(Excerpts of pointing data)
#####

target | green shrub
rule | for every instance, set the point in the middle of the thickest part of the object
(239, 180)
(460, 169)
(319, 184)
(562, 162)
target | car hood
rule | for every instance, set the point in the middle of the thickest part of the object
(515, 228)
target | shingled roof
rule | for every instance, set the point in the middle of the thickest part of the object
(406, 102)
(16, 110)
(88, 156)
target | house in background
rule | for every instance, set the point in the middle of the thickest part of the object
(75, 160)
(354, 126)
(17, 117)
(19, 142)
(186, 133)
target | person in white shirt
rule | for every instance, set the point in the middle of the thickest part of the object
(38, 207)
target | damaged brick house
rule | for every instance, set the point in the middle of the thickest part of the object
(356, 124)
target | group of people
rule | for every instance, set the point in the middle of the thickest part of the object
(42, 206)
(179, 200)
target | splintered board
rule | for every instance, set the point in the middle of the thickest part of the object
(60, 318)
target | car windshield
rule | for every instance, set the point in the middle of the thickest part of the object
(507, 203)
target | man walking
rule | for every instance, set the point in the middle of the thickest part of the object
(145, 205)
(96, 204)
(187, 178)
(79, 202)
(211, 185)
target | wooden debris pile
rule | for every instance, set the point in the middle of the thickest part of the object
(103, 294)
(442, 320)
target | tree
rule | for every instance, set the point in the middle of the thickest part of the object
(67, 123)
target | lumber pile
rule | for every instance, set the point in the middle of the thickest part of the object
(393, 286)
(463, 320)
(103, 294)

#####

## Problem description
Rewrite all of the lines above, substituting "widest part" for "thickest part" everywhere it occurs. Change nothing else.

## Finished task
target | green shrub
rule | for every instance, set the point in the middle of the widest part of the object
(239, 180)
(460, 169)
(319, 184)
(562, 162)
target | car hood
rule | for every instance, set the point in the middle of the widest part of the object
(515, 228)
target | shingled roof
rule | for every instance, set the point in the middle of the widest part of the object
(406, 102)
(16, 110)
(88, 156)
target | house in background
rule | for every instance, set the point in the middle of the widest part of the object
(75, 160)
(354, 126)
(17, 117)
(19, 142)
(186, 133)
target | person in white shirt
rule | for every instance, set the point in the middle of the widest part of the object
(38, 207)
target | damaged brick house
rule | for every instance, set the point in the middle of the widest part of the object
(356, 124)
target | group of people
rule | for every instance, set the point in the middle of the widest part of the object
(42, 206)
(179, 200)
target | splintered board
rule | for every instance, set the point in the middle of the widest part of the object
(60, 318)
target | car windshield
rule | for every instance, set the point in the middle of the widest part of the object
(507, 203)
target | man walking
rule | for every instance, set the point in the middle of the widest part of the object
(145, 205)
(96, 204)
(187, 178)
(79, 202)
(211, 185)
target | wooden debris pile
rule | for every instance, set the point in the middle of the widest part of the object
(103, 294)
(442, 320)
target | tree
rule | for every instance, set the point in the middle of the widest part of the object
(67, 123)
target | lumber pile
rule | for every instance, set the point in the middle of the widest part of the object
(393, 286)
(463, 320)
(103, 294)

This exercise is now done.